[Work required]
Print the listing below a second time, exactly, and omit its images.

.....

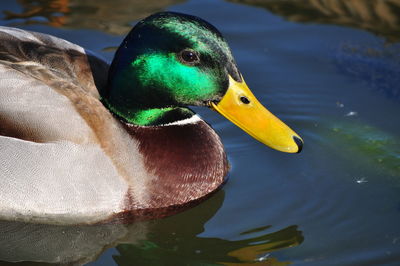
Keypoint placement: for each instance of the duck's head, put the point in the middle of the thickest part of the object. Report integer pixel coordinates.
(170, 61)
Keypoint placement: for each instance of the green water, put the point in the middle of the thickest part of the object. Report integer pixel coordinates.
(328, 69)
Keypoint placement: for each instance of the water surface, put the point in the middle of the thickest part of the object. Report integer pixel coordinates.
(329, 69)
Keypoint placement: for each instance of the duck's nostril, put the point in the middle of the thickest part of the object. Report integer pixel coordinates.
(299, 143)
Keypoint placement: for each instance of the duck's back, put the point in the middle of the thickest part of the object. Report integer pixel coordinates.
(64, 158)
(61, 153)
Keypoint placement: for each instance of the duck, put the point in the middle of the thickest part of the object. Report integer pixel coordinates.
(85, 142)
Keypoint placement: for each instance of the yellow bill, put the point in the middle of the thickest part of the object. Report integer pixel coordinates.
(242, 108)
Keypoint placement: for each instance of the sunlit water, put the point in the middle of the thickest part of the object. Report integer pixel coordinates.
(336, 203)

.....

[Response]
Keypoint placement: for each instance of the duck's head, put the point in the middle of the thickest part of the object. Report integer pixel coordinates.
(170, 61)
Keypoint placement: for each instance of the green water, put the point in the middle of the thickest part of the object. Report integer pixel coordinates.
(328, 69)
Keypoint placement: for each instance of the water surface, put the point in the middle of the thickest part of the object. Report integer pixel coordinates.
(329, 69)
Keypoint placement: for each instance of the duck's nostril, put the point in the middle of the thickest part of the object. Report integer pixel coordinates.
(299, 143)
Keypoint placement: for each instance of the duck's back, put the point in the middle of the thickest part of the object. Report integer pixel coordinates.
(64, 158)
(61, 153)
Keypoint placement: for each instance of the duck, put the point in the middle of the thickest part of the object. Report integer pixel coordinates.
(85, 142)
Keypoint placement: for each instance of the yellow bill, put the point in the middle of the thickest part of the object. Report integer pixel coordinates.
(242, 108)
Keypoint placement: for each instance of the sunlit water, put the point in the middle of the thickest part of the object. Report integer pixel coordinates.
(336, 203)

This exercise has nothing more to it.